→ Directive: Carry on the forum thread with the HijackThis startup log from the point where it stops.

→ Selected text:
Ok, and here are the startup list results....

Logfile of HijackThis v1.94.0
Scan saved at 2:22:25 PM, on 6/15/2003
Platform: Windows XP (WinNT 5.01.2600)
MSIE: Internet Explorer v6.00 (6.00.2600.0000)

R0 - HKLM\Software\Microsoft\Internet Explorer\Main,Start Page=http://www.the-exit.com
R0 - HKCU\Software\Microsoft\Internet Explorer\Main,Local Page=http://www.the-exit.com
R0 - HKLM\Software\Microsoft\Internet Explorer\Main,Local Page=http://www.the-exit.com
O4 - HKLM\..\Run: [NvCplDaemon] RUNDLL32.EXE NvQTwk,NvCplDaemon initialize
O4 - HKLM\..\Run: [CMESys] "C:\Program Files\Common Files\CMEII\CMESys.exe"
O4 - HKLM\..\Run: [QuickTime Task] "C:\Program Files\QuickTime\qttask.exe" -atboottime
O4 - HKLM\..\Run: [KernelFaultCheck] %systemroot%\system32\dumprep 0 -k
O4 - HKCU\..\Run: [Yahoo! Pager] C:\Program Files\Yahoo!\Messenger\ypager.exe -quiet
O4 - HKCU\..\Run: [ctfmon.exe] C:\WINDOWS\System32\ctfmon.exe
O9 - Extra button: Messenger (HKLM)
O9 - Extra 'Tools' menuitem: Yahoo! Messenger (HKLM)
O9 - Extra button: Related (HKLM)
O9 - Extra 'Tools' menuitem: Show &Related Links (HKLM)
O9 - Extra button: Messenger (HKLM)
O9 - Extra 'Tools' menuitem: Messenger (HKLM)
O16 - DPF: {02BF25D5-8C17-4B23-BC80-D3488ABDDC6B} (QuickTime Object) - http://www.apple.com/qtactivex/qtplugin.cab
O16 - DPF: {D27CDB6E-AE6D-11CF-96B8-444553540000} (Shockwave Flash Object) - http://download.macromedia.com/pub/shockwave/cabs/flash/swflash.cab
O16 - DPF: {F58E1CEF-A068-4C15-BA5E-587CAF3EE8C6} (MSN Chat Control 4.5) - http://fdl.msn.com/public/chat/msnchat45.cab


----------



## Nizzie (May 29, 2003)

→ Recorded data:

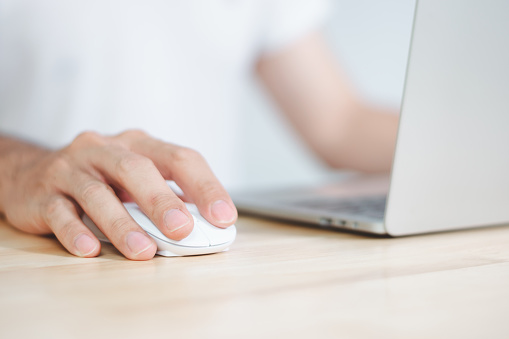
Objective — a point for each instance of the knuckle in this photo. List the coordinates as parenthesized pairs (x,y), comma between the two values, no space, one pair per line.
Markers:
(162,201)
(68,230)
(121,225)
(60,163)
(133,134)
(93,190)
(133,162)
(88,138)
(210,188)
(185,154)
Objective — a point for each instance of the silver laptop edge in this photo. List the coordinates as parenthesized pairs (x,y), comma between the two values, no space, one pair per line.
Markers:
(451,165)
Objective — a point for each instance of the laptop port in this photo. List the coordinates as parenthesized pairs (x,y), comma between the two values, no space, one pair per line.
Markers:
(325,221)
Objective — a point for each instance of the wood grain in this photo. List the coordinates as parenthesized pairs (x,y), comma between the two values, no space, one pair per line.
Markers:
(278,280)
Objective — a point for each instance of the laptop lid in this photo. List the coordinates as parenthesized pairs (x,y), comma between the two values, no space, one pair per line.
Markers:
(451,166)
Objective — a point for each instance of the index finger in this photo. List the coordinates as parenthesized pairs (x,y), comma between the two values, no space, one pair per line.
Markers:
(192,173)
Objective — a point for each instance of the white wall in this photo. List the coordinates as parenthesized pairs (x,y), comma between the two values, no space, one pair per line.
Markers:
(371,40)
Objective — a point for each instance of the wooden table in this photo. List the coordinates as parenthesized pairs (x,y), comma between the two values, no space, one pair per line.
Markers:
(278,280)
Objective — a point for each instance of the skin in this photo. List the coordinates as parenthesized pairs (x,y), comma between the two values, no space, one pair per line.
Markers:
(45,191)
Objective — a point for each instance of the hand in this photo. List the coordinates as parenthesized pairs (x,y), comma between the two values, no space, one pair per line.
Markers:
(48,194)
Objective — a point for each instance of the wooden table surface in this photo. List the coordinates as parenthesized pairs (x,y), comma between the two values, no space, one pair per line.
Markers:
(278,280)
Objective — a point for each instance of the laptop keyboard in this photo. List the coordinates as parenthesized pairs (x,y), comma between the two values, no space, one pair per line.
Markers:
(372,207)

→ Exercise output:
Umm, i just thought you should know that before, I ran hijackthis and found a wildtangent program. I kinda jumped to conclusions and thought "Haha! YOU DID IT!"
And selected it to be "fixed or removed".
It didn't help....


----------



## Nizzie (May 29, 2003)

..Um.... something really straneg just happened. I double clicked a game shortcut on my desktop and my computer just suddenly rebooted...

I tried it again after it was finished, and this time the shortcut did nothing, except give me the usual error message saying blahdey-blahdey-blah, this game has encountered a problem, blah-blah, and needs to close. blah.


----------



## steamwiz (Oct 4, 2002)

Did you uninstall wildtangent from add\remove programs in the control panel ?

You also have at least Gator spyware on your machine

Please Download and install SpyBot,

http://security.kolla.de/

click the online tab to search for and download the updates, then shut down and relaunch SpyBot.

Go to the Settings tab > File Sets, and uncheck 'System Internals' and 'Tracks' . 
These aren't needed for our present purpose, and you can always experiment with them later on.

Finally, after closing down Internet Explorer, click 'Check for problems', and have SpyBot remove all it finds 'Fix selected problems'

you may have to run spybot more than once to clear everything

Remove everything pre-ticked in Red

steam


----------



## Nizzie (May 29, 2003)

yep, i removed the wildtangent thingummy on add remove programs, did nothing to help. Ill try that other stuff tho.


----------



## Nizzie (May 29, 2003)

OH MY GOSH! thank you SO much for that spybot stuff! I also got an add killer from that sire, you are the best! Thank you!


----------



## Nizzie (May 29, 2003)

OK, I did all that stuff you suggested...and now for the moment of truth! I shall double click my game icon...and...and....and....


----------



## Nizzie (May 29, 2003)

NOOOOOOOOO!!!!!!! It didn't work.....
I got a "runblack has encountered a problem and needs to close" message. again.... GAWD, PLEASE HELP ME! WHERE IS MCTIMSON WHEN YOU NEED HIM!!!! GAAAAAH!


----------



## McTimson (Aug 16, 2002)

Hahahaha 


First of all, try just restarting your computer since you've just cleared out all that stuff.

If that doesn't work, you could try to reinstall Black and White. You should probably back up your saved game though, unless you don't really care about it.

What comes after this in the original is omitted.